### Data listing
--
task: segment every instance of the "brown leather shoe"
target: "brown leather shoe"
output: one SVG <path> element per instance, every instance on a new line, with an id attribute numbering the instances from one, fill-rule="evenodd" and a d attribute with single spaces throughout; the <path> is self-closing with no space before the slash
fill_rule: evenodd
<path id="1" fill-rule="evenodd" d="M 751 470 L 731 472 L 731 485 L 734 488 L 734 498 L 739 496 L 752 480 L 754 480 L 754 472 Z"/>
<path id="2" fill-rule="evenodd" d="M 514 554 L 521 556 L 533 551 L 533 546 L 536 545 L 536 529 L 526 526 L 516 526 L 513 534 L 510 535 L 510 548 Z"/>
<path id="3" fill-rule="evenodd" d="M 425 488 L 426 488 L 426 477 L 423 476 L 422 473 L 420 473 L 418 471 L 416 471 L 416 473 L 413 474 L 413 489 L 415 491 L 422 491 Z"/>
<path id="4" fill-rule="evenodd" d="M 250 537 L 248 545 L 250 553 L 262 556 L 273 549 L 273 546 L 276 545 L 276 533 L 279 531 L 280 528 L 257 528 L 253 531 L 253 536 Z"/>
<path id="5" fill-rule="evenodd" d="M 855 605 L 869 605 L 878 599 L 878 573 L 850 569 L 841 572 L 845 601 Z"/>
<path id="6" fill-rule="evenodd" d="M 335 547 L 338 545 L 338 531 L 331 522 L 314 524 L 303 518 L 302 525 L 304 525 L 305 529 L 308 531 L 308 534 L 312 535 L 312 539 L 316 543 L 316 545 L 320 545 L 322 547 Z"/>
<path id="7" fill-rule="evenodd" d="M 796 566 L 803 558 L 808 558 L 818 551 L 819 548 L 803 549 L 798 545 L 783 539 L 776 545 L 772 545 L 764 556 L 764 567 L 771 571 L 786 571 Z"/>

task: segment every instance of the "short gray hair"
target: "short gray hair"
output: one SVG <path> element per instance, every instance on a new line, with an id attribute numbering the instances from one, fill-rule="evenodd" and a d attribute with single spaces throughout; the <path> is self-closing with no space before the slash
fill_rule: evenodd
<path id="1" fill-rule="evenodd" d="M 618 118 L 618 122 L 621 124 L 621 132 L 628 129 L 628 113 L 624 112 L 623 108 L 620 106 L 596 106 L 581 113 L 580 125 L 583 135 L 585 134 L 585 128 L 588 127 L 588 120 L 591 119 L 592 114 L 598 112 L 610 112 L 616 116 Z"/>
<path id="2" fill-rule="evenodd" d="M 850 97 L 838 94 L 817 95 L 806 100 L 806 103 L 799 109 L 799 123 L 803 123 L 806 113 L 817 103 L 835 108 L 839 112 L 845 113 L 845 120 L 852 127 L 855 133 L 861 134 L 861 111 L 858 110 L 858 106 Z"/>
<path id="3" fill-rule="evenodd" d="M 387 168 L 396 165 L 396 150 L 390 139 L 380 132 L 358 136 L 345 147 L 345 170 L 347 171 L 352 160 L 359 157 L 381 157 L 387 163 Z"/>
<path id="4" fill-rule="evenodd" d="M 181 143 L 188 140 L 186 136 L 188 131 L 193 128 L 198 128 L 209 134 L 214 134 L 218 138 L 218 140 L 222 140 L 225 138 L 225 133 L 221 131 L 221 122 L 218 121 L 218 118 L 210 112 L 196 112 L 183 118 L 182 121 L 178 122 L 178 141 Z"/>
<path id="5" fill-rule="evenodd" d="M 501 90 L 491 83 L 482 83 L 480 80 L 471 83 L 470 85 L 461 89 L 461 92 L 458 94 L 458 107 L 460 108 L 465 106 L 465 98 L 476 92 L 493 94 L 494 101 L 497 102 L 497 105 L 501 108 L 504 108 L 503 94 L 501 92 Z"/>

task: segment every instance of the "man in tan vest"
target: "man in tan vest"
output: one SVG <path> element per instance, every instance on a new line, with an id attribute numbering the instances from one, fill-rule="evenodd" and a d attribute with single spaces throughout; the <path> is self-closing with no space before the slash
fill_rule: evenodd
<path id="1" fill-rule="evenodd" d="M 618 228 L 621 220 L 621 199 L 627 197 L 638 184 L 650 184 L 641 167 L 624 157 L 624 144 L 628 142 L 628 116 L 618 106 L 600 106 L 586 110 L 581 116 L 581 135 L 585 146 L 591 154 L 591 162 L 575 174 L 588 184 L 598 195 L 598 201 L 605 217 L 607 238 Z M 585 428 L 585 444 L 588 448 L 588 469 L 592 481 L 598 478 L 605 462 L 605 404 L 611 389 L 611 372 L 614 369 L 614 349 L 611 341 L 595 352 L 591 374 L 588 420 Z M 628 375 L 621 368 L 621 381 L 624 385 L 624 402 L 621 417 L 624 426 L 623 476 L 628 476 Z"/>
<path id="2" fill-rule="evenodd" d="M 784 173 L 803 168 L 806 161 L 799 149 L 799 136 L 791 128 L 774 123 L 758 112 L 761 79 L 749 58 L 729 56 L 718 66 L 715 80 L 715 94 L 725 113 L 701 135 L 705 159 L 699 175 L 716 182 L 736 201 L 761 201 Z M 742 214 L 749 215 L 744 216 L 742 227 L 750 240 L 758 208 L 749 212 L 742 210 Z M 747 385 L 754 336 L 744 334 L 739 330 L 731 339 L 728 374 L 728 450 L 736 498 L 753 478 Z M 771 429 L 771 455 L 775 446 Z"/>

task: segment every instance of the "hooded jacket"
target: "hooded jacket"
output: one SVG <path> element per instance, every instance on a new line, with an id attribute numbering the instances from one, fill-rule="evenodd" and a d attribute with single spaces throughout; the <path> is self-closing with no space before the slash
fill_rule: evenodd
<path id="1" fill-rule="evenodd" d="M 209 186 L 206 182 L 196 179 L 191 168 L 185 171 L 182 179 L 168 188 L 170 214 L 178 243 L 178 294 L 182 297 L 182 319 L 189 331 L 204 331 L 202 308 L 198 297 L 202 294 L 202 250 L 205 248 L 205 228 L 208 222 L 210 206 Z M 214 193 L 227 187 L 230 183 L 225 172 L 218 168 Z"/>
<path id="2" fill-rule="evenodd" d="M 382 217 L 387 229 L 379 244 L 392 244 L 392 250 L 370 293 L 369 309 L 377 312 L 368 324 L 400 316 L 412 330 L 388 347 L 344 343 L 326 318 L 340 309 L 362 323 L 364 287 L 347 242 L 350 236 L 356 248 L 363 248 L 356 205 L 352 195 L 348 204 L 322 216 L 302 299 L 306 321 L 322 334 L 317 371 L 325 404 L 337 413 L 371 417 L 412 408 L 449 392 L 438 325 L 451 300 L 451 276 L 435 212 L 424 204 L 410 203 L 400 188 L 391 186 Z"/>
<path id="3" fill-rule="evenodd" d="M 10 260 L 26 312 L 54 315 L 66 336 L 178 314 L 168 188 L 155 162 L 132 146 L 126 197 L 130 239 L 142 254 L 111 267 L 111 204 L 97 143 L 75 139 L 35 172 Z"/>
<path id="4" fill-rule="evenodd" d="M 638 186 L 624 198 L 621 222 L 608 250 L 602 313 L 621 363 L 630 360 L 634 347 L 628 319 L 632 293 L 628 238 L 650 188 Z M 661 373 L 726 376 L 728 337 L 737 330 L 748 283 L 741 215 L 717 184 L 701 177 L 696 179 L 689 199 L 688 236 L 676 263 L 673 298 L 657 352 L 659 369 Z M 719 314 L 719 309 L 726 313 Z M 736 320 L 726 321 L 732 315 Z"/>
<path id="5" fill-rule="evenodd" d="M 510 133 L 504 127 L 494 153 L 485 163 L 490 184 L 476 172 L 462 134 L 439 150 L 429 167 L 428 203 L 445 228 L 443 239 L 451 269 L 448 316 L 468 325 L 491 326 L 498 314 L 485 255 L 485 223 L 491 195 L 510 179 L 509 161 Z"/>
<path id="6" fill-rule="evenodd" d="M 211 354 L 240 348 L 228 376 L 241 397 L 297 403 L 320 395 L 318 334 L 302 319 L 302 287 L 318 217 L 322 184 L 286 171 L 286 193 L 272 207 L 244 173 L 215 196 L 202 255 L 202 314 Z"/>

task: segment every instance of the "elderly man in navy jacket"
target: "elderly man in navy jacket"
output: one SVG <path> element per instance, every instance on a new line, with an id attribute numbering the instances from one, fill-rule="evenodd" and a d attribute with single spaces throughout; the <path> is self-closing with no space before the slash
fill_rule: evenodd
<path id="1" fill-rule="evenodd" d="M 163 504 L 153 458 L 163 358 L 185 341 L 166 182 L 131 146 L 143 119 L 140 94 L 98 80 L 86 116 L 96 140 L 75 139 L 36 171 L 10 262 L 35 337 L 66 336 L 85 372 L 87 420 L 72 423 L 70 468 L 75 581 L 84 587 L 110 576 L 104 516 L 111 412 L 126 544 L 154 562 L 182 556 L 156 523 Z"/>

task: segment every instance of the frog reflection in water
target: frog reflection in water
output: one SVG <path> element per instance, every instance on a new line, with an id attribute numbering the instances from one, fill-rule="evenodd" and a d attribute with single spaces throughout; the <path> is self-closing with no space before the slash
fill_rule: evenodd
--
### PROBLEM DESCRIPTION
Rewrite the lines starting at "task: segment every instance of the frog" and ending at "target: frog reflection in water", putting "toad" in place of "frog" and keeping everything else the same.

### TASK OUTPUT
task: segment every instance of the toad reflection in water
target: toad reflection in water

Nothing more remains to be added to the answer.